For Semgrep, an AI-assisted AppSec platform, code reviews were complicated: Engineers were ready to ship, but large diffs made it harder for reviewers to give timely feedback. That friction wasn’t sustainable. The team wanted a faster path to merge, without sacrificing quality or security. In short, they needed a way to reduce review time and pull request (PR) size, while letting developers stay focused on building. In this case study, we’ll take a look at how Semgrep leveraged Graphite and the stacked PR workflow to reduce manual overhead and speed up their development and review cycles.
A new way to review and ship
The process of stacking allows developers to create a series of smaller, dependent pull requests that build on one another. This means large changes can be broken down into more manageable, reviewable pieces. Some engineers on the team, especially those who’d worked at Meta, were already familiar with stacked diffs. So, the concept wasn’t new, but even experienced engineers who tried to split up their work manually found the process clunky and time-consuming.
“I was getting these massive PRs that were sometimes impossible to review," Austin Theriault, Senior Software Engineer at Semgrep recalls. “And on the other hand, I like using Git, so I would split and rebase PRs on my own, but it really was just a pain to do all that manually,” he explains. Semgrep began to trial Graphite, and Austin realized this mirrored the manual splitting he already did, but Graphite enabled automation, which made stacking fast and more repeatable.
Tangible results
Today, Semgrep engineers are using Graphite to break down large changes, isolate refactors and feature changes, and security‑triggered changes into separate PRs for more focused code reviews. Since adoption, Semgrep benefits from:
Clear separation of features: Refactors were decoupled from feature work. Security or permissions-heavy changes could be isolated, making audits, reversions, and approvals simpler.
* * * * * * *
▸ Aim A:
Find every line in the rows below that contains the word "stone", and copy each of those lines. Case counts.
* * * * * * *
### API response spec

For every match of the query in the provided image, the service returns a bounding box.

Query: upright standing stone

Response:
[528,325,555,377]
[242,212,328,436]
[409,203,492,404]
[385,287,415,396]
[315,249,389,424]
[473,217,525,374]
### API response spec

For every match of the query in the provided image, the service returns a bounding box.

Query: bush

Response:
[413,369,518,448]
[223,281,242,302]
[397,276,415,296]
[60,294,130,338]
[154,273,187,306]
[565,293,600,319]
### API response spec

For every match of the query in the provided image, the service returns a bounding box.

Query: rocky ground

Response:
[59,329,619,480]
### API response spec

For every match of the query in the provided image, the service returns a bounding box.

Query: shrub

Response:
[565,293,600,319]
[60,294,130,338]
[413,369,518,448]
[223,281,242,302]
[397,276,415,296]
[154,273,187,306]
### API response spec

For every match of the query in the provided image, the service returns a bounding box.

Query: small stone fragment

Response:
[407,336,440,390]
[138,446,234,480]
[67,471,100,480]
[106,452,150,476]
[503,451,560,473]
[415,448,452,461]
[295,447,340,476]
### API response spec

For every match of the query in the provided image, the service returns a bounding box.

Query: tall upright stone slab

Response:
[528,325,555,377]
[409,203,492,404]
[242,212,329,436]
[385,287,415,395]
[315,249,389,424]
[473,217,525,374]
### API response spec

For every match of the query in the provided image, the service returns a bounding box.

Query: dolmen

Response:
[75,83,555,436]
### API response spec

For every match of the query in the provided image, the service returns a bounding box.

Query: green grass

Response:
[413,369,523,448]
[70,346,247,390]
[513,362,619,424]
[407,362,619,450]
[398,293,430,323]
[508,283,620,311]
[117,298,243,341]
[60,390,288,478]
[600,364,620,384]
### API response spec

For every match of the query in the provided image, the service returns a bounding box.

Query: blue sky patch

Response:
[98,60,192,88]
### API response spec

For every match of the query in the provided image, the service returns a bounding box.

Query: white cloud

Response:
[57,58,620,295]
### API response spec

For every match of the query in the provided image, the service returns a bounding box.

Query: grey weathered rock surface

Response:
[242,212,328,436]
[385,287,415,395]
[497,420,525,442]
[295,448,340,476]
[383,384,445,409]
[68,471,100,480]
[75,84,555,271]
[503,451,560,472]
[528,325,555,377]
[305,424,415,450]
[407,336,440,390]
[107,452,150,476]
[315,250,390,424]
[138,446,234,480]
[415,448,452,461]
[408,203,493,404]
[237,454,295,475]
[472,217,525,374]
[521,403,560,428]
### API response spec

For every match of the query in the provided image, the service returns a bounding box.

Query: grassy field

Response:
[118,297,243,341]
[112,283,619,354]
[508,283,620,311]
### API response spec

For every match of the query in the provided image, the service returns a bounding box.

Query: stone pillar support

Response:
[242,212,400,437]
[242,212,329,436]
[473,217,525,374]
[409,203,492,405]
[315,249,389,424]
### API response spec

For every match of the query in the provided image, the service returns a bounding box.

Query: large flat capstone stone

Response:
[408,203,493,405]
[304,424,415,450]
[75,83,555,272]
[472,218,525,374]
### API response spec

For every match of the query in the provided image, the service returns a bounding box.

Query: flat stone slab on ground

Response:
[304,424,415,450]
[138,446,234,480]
* * * * * * *
▸ Aim B:
Reproduce the stretch of the Semgrep case study from "A new way to" through "clunky and time-consuming.".

▸ Answer A:
Query: upright standing stone
Query: small stone fragment
Query: tall upright stone slab
Query: stone pillar support
Query: large flat capstone stone
Query: flat stone slab on ground

▸ Answer B:
A new way to review and ship
The process of stacking allows developers to create a series of smaller, dependent pull requests that build on one another. This means large changes can be broken down into more manageable, reviewable pieces. Some engineers on the team, especially those who’d worked at Meta, were already familiar with stacked diffs. So, the concept wasn’t new, but even experienced engineers who tried to split up their work manually found the process clunky and time-consuming.